▶ [Data to use]:
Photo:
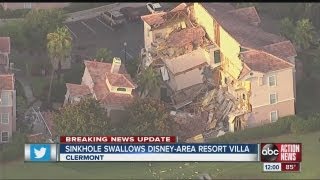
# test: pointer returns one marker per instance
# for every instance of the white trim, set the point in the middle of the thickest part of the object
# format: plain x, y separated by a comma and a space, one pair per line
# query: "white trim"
8, 95
1, 115
275, 80
270, 98
290, 99
277, 117
1, 136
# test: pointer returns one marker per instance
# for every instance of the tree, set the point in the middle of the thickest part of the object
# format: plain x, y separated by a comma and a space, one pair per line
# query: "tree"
149, 117
304, 34
148, 80
59, 48
86, 118
132, 66
16, 32
38, 23
287, 28
104, 55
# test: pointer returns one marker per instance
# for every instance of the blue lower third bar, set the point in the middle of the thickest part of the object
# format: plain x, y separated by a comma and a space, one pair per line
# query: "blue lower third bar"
159, 152
40, 152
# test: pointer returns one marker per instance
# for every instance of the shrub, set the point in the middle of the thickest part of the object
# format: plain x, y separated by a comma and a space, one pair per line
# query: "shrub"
301, 126
74, 75
14, 149
282, 126
18, 13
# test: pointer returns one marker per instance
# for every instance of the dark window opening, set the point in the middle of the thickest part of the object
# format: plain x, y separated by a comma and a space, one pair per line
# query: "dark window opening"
122, 89
217, 57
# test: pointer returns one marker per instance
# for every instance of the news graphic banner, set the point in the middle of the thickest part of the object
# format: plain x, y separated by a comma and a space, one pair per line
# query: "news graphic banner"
276, 157
281, 157
158, 152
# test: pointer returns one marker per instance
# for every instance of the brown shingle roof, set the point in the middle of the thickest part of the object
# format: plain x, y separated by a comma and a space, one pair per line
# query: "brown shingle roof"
99, 72
117, 99
154, 19
244, 33
283, 49
77, 90
6, 82
245, 70
5, 45
120, 80
186, 36
263, 62
248, 14
179, 7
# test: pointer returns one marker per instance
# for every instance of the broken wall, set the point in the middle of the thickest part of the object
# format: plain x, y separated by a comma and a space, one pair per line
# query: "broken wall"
204, 19
148, 38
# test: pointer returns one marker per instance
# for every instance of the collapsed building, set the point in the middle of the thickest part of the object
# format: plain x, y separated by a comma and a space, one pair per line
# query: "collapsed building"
214, 58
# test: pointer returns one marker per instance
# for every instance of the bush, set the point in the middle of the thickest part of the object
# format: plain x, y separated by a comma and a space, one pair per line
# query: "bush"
74, 75
301, 126
17, 13
74, 7
282, 126
14, 149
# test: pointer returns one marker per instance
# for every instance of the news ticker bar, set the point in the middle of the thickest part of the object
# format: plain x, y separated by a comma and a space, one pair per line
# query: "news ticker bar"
117, 139
142, 152
279, 152
281, 167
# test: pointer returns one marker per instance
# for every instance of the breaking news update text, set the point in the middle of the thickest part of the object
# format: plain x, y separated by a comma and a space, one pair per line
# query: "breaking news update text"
276, 157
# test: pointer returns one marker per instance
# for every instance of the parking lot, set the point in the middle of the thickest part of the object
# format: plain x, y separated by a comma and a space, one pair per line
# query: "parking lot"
91, 34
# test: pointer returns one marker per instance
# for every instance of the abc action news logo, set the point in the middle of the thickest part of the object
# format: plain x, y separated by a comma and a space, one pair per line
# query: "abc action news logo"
281, 152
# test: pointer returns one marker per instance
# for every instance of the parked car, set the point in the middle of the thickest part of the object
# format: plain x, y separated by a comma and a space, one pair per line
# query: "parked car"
154, 7
113, 18
134, 13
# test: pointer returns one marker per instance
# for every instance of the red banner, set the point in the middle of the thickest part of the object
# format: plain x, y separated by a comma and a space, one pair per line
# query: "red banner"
118, 139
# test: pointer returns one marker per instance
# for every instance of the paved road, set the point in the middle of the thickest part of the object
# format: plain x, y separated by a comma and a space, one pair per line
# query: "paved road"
26, 88
91, 34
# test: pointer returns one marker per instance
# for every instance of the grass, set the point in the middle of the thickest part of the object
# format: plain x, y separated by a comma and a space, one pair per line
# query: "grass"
310, 159
74, 7
38, 83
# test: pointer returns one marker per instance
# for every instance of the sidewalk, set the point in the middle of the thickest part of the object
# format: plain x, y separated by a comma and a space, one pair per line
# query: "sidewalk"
26, 88
94, 12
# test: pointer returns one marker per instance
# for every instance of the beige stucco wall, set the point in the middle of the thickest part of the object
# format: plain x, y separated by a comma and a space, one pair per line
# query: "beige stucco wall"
13, 6
147, 36
185, 80
230, 49
261, 115
114, 88
204, 19
87, 80
11, 127
284, 88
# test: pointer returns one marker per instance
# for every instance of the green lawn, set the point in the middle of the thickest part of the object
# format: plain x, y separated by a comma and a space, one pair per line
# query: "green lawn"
311, 146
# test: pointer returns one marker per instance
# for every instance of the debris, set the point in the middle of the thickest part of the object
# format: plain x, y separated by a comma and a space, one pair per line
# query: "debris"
173, 113
220, 133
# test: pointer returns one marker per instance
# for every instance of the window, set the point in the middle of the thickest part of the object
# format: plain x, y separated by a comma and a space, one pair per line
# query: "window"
121, 89
273, 98
274, 116
5, 98
4, 136
4, 117
217, 58
272, 80
243, 96
261, 81
27, 5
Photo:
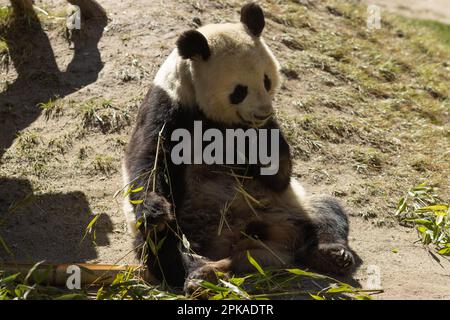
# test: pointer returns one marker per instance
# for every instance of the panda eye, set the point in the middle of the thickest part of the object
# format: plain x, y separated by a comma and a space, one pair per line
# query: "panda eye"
267, 83
239, 94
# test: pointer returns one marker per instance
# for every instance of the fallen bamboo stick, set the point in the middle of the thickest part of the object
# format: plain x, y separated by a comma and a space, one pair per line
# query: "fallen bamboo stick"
58, 274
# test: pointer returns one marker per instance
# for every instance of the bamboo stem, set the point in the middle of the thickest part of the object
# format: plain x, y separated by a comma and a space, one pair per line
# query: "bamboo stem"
57, 275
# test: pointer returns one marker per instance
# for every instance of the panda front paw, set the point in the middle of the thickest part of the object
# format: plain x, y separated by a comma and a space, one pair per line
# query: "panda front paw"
192, 285
334, 257
154, 211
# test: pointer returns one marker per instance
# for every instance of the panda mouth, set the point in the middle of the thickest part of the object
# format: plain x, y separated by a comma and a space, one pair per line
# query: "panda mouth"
256, 121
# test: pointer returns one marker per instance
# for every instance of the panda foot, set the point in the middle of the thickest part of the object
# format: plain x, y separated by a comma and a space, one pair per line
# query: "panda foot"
154, 212
335, 257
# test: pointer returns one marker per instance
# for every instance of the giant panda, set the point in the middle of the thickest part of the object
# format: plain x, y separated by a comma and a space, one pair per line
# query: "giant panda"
202, 218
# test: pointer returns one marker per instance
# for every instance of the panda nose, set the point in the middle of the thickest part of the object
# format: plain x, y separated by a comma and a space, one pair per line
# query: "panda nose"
264, 113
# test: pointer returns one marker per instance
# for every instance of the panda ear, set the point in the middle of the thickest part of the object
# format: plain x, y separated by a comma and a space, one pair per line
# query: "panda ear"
253, 17
192, 43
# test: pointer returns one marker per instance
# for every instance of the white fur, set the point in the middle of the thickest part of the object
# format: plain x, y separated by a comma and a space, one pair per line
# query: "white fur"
126, 205
174, 77
237, 57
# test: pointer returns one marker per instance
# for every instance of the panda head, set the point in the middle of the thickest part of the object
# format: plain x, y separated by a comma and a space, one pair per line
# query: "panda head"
233, 73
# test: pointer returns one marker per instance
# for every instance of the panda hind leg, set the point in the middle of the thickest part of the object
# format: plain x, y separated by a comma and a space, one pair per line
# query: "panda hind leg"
329, 251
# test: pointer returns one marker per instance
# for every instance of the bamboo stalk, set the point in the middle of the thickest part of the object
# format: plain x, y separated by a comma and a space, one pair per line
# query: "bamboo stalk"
57, 274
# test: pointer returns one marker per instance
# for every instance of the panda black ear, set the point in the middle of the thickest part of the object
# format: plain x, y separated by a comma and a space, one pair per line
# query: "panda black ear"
192, 43
253, 17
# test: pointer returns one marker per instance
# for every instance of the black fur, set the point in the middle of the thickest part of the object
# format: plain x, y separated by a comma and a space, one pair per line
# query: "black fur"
192, 43
253, 17
315, 235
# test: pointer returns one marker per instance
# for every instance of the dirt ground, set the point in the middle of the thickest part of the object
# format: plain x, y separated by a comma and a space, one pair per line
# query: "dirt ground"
425, 9
63, 168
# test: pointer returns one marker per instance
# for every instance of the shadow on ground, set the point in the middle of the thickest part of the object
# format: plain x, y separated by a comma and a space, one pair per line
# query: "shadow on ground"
47, 227
50, 226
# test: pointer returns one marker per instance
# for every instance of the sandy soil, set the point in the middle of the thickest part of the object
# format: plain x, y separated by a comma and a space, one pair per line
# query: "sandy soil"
136, 40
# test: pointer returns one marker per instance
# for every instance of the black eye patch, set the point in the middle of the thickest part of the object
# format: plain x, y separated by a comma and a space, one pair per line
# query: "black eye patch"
239, 94
267, 82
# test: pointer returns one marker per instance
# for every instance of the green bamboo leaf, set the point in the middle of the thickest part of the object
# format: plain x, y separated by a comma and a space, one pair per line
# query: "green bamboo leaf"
5, 246
137, 190
255, 264
306, 273
316, 297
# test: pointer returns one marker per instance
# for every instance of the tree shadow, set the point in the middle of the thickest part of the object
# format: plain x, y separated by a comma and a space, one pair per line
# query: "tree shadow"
39, 78
47, 227
50, 226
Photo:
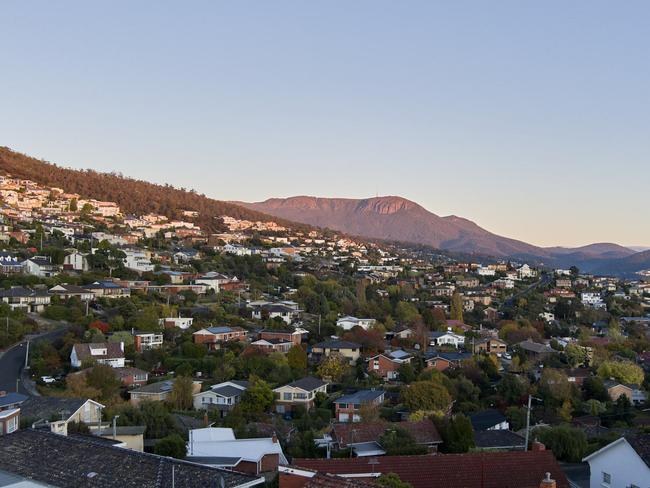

▶ [Task statement]: List every line of the material that contains the word "sandy".

▶ [Response to the task]:
# for every instance of the sandy soil, set the point in the middle of the thickest part of the object
# query: "sandy soil"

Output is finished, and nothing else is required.